Work request:
Only the line containing "format | x=X" and the lines after it, through the end of the data below, are to be returned, each exactly as it stands.

Stored items
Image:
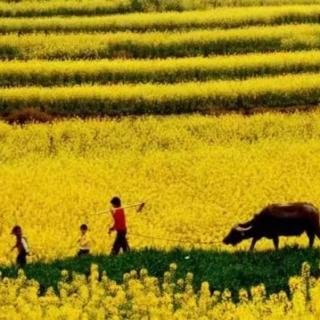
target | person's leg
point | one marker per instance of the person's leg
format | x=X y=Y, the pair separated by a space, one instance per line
x=21 y=260
x=83 y=252
x=125 y=244
x=116 y=245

Task answer:
format | x=X y=Y, the pair separated by a space, one instance per line
x=21 y=260
x=83 y=252
x=125 y=244
x=116 y=245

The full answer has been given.